▸ **Input for this task**
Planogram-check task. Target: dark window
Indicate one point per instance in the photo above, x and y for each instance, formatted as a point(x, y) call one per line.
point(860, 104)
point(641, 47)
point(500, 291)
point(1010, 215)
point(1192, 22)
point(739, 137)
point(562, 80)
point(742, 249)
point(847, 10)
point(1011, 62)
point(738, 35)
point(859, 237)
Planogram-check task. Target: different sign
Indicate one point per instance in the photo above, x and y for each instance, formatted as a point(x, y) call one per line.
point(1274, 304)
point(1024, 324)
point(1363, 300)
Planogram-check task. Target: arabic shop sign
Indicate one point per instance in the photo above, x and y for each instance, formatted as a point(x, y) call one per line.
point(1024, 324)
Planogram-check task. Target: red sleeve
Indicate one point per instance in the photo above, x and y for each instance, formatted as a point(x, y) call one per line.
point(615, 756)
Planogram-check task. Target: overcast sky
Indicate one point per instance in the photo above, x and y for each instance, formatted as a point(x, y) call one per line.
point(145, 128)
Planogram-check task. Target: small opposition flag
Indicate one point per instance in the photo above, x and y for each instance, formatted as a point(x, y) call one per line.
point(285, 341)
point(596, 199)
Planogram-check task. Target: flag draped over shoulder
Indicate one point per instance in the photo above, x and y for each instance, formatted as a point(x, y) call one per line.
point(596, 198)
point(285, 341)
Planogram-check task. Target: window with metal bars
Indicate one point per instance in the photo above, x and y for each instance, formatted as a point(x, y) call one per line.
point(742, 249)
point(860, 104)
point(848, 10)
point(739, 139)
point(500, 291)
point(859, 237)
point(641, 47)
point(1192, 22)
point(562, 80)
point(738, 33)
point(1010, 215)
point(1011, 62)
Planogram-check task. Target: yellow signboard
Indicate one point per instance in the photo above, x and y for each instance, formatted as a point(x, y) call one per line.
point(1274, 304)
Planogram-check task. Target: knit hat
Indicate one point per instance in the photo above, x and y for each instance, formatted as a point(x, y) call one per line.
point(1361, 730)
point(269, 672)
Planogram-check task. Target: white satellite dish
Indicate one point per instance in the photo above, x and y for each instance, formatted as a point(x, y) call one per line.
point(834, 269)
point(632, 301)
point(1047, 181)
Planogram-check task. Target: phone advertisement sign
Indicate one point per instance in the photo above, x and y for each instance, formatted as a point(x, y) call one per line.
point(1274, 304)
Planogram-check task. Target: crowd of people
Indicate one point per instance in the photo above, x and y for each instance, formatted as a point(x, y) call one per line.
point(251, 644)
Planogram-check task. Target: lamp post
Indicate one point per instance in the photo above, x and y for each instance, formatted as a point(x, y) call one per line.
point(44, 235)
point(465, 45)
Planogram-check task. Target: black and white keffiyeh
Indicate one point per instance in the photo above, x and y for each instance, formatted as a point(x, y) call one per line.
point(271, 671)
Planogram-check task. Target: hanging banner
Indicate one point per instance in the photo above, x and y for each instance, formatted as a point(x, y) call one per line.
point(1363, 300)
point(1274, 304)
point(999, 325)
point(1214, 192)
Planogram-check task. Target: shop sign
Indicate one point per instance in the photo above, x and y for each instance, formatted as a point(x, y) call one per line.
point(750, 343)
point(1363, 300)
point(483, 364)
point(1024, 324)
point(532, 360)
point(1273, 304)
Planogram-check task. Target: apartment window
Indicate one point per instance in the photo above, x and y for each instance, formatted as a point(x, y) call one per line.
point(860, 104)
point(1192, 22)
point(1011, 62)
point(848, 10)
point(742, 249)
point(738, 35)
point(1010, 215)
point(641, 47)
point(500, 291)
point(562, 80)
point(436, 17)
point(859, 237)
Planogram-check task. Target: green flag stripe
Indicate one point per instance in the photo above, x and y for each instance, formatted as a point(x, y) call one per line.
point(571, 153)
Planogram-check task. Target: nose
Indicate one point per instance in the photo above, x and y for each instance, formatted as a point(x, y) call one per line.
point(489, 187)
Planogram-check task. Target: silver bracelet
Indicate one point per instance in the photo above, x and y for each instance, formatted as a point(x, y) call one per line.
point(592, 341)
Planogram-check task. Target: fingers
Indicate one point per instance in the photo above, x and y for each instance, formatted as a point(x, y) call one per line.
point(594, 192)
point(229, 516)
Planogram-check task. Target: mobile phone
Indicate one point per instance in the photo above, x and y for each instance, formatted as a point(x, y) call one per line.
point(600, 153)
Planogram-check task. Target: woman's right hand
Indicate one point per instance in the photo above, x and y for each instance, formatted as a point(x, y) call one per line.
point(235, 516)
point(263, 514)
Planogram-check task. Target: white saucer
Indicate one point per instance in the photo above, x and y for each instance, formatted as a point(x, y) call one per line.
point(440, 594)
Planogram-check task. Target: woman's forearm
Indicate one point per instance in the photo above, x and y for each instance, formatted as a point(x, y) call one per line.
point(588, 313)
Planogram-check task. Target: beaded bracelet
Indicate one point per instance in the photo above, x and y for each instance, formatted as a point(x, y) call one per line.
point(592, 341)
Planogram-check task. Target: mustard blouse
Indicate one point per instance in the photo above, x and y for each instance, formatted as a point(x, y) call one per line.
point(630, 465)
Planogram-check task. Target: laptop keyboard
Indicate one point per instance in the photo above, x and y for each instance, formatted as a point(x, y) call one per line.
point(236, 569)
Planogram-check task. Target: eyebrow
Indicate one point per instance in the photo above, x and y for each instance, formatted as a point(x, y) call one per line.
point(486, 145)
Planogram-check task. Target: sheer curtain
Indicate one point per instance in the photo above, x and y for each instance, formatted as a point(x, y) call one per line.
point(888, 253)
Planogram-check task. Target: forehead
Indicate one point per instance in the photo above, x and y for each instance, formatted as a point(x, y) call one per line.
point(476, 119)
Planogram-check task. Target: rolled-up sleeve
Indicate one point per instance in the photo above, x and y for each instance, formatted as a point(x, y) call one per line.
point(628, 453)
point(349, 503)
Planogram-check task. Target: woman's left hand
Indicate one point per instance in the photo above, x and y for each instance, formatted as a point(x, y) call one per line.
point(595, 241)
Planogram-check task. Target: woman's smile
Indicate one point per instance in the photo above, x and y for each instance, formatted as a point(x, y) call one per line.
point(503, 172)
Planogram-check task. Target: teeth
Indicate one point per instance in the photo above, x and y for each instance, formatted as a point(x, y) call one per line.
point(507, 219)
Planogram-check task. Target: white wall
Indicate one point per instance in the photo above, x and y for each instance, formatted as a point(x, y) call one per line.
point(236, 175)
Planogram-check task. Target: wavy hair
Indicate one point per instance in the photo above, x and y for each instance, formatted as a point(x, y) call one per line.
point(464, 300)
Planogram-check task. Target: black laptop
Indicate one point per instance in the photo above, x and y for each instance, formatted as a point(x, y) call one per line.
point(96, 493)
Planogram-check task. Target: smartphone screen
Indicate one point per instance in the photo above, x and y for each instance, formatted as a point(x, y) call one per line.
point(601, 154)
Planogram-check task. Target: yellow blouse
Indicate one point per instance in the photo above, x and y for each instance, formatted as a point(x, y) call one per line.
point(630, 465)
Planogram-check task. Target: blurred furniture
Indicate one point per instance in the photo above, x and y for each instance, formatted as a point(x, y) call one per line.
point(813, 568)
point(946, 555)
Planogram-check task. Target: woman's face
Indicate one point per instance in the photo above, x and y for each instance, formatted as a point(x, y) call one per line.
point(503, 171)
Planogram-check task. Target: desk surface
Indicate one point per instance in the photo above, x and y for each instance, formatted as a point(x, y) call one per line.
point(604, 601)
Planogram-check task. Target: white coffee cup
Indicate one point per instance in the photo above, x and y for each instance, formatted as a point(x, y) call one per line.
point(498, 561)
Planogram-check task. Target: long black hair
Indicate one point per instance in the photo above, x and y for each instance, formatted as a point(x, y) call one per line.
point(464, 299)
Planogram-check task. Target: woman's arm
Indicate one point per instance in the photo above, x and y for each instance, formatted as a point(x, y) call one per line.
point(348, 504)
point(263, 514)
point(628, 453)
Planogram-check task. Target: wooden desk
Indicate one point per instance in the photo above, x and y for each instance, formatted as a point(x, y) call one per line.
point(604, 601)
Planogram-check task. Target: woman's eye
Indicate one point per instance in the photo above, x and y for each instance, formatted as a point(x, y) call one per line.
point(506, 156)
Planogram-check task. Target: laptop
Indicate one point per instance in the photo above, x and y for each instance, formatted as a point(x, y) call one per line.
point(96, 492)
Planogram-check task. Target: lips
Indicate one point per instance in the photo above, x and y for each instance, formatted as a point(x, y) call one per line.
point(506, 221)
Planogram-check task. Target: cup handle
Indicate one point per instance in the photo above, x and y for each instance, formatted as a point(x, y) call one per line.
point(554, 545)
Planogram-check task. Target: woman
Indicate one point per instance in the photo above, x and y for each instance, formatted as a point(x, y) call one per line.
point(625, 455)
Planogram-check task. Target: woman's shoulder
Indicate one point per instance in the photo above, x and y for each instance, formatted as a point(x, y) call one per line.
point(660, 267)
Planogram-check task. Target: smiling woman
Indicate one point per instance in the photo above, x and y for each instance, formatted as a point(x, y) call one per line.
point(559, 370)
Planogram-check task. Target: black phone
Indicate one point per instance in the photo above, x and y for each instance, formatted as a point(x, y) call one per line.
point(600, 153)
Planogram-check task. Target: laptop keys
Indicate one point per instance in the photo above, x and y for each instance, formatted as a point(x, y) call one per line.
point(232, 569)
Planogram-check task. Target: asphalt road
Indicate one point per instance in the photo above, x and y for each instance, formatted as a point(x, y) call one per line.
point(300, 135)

▸ **Exercise**
Beginning at the line with "Planogram-check task. Target: yellow signboard" and stopping after the line with "Planogram-check task. Target: white satellite", please write out every line of the data above exactly and nothing else.

▸ **Result below**
Planogram-check task. Target: yellow signboard
Indicate one point per instance in the photo above, x and y for each instance, formatted as a point(x, y) call one per line.
point(1274, 304)
Planogram-check task. Target: knit hat
Indicate one point per instance in the photo above, x and y for each instance, formatted as a point(x, y) call one per line.
point(1361, 730)
point(269, 672)
Planogram-check task. Target: white satellite dish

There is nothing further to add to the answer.